Pull out every line in the records below that contains the word "Expected", matching case exactly.

-- START OF DATA EXCERPTS --

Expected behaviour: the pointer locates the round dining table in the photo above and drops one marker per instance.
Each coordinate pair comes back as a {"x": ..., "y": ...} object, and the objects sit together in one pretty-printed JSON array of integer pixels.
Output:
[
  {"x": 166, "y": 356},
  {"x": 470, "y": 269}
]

-- END OF DATA EXCERPTS --
-- START OF DATA EXCERPTS --

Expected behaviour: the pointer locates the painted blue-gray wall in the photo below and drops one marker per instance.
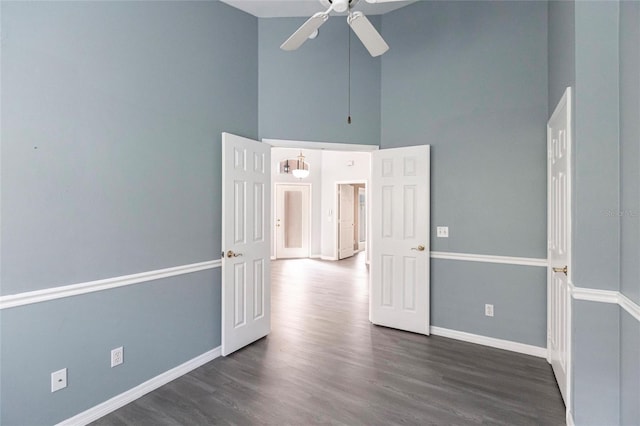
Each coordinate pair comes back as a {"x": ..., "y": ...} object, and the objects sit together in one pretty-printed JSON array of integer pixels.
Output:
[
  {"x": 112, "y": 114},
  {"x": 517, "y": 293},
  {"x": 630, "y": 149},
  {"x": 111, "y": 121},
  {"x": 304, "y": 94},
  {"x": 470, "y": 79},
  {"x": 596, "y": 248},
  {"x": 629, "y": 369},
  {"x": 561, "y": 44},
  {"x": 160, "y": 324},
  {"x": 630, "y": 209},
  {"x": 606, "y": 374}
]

-- END OF DATA EXCERPTS --

**TASK RESPONSE**:
Expected behaviour: the pointer locates the round dining table in the photo above and drops one marker per instance.
Expected behaviour: the pointer locates the painted blue-gray wall in the photo below and drops one marker per instance.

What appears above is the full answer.